Region annotation entries:

....

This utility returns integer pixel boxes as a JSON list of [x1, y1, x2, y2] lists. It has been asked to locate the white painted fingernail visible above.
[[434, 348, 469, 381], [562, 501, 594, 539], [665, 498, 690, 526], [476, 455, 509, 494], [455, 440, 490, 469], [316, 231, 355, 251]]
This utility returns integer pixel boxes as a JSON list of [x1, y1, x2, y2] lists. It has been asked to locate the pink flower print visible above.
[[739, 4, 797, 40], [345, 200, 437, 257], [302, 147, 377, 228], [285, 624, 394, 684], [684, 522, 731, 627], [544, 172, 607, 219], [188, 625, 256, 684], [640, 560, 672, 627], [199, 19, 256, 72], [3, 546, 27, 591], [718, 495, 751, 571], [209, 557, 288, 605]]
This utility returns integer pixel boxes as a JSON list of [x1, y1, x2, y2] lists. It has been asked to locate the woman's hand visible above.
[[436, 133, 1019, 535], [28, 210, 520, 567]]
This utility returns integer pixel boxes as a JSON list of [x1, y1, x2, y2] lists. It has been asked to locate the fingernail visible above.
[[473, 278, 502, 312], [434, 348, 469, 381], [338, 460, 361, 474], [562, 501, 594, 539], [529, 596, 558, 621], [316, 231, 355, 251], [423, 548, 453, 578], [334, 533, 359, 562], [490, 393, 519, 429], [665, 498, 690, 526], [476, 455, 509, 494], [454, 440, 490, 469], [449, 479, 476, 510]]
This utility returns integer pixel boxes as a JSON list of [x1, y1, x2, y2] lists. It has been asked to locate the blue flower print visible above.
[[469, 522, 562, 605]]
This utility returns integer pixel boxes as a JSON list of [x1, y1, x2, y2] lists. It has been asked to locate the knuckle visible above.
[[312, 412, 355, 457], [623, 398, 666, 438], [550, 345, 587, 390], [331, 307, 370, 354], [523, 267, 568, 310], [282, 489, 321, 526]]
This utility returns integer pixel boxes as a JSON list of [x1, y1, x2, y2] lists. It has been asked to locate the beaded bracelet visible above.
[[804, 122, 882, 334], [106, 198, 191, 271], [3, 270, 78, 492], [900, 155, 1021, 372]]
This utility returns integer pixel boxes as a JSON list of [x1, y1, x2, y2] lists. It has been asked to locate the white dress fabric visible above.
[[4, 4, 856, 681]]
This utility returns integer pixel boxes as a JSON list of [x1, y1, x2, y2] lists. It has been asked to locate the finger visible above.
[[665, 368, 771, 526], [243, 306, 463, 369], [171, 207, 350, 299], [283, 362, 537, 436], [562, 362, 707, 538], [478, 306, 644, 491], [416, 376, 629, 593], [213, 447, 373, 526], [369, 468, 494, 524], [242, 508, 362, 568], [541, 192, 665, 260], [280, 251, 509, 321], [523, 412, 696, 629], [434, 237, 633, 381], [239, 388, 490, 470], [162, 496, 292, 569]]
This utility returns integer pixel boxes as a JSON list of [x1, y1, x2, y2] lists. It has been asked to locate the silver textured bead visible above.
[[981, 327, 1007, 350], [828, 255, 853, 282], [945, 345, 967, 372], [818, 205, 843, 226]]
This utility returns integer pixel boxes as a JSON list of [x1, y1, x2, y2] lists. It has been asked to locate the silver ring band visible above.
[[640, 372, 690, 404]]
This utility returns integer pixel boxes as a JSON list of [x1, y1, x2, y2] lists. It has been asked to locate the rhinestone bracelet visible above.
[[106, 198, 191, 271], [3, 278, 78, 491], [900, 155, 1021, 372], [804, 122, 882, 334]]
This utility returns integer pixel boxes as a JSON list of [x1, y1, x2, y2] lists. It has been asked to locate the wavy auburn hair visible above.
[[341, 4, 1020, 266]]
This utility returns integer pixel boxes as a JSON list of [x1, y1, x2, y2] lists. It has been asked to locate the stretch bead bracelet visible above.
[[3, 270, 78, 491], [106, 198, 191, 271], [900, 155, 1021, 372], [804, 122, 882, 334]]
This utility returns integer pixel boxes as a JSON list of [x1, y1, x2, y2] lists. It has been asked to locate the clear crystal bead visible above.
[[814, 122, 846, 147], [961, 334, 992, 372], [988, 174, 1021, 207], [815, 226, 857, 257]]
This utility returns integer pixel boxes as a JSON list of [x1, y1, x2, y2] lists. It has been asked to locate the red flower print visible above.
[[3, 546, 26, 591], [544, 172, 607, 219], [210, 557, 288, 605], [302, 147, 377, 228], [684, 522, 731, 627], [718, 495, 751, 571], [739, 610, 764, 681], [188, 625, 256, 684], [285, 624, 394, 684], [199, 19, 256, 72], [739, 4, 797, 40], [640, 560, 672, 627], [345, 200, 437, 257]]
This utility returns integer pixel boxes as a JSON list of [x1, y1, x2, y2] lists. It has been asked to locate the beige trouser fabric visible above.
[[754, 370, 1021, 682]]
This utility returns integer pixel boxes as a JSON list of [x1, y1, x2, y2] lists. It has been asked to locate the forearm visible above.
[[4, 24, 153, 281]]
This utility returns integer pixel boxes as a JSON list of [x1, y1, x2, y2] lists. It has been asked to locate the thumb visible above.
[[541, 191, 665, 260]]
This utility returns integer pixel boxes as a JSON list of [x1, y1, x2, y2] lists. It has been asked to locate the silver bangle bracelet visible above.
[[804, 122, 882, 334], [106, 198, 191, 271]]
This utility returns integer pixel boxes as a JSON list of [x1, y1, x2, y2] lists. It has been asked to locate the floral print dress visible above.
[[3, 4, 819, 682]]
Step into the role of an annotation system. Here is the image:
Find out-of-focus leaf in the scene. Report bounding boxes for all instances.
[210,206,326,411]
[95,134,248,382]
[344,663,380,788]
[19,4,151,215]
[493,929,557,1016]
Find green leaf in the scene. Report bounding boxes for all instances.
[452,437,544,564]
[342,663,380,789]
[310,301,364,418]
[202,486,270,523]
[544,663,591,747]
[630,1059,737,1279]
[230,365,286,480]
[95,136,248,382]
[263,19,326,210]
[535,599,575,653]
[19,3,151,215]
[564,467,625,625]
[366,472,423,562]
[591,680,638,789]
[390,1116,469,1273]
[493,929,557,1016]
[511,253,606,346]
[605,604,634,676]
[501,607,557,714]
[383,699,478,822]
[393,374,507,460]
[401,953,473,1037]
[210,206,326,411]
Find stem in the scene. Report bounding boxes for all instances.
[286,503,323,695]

....

* _Aim_
Rewrite the entries from the very first line through the line that contains "489, 321, 526]]", keeping each request unchanged, and shift every pixel coordinate in the answer boxes by adding 58 to it.

* _Finished exercise_
This utility returns integer pixel boxes as a JSON list of [x1, y1, x2, y2] lists. It has been asked to locate the white painted fingernail visible above.
[[492, 406, 527, 439], [620, 559, 652, 597], [723, 556, 748, 584], [534, 513, 567, 552], [513, 498, 548, 527], [374, 289, 413, 309]]
This utility returns integer pixel boxes as a JSON list of [x1, y1, x2, y2] lists. It has been asked to locate the pink flower print visible above.
[[797, 62, 855, 98], [403, 258, 495, 315], [360, 205, 435, 286], [343, 682, 452, 742], [742, 580, 789, 685], [602, 230, 665, 277], [246, 683, 314, 742], [698, 618, 730, 685], [257, 77, 314, 130], [61, 604, 85, 649], [776, 553, 809, 629], [267, 615, 346, 663]]
This utility returns integer pixel boxes as a JSON list of [x1, y1, x2, y2] lists. It has been asked to locate the woman's hand visible above.
[[494, 191, 1077, 593], [86, 268, 578, 625]]
This utility returns integer pixel boxes as a JSON list of [x1, y1, x2, y2] lists. It has been asked to locate the fingernail visible above.
[[531, 336, 560, 370], [492, 406, 527, 439], [396, 518, 419, 532], [620, 559, 652, 597], [587, 654, 616, 679], [374, 289, 413, 309], [481, 606, 511, 636], [392, 591, 417, 620], [548, 451, 577, 487], [723, 556, 748, 584], [534, 513, 567, 552], [512, 498, 548, 527], [507, 537, 534, 568]]
This utility returns integer pixel boxes as a JSON list of [x1, y1, x2, y2] lists. It has been asked to locate the blue flower print visible above.
[[527, 580, 620, 663]]
This utility returns integer pixel boxes as a JSON list of [x1, y1, x2, y2] lists. It has been asked to locate the knuckle visible above.
[[370, 470, 413, 515], [681, 456, 724, 496], [608, 403, 645, 448], [389, 365, 428, 412], [581, 325, 626, 368], [340, 547, 379, 584]]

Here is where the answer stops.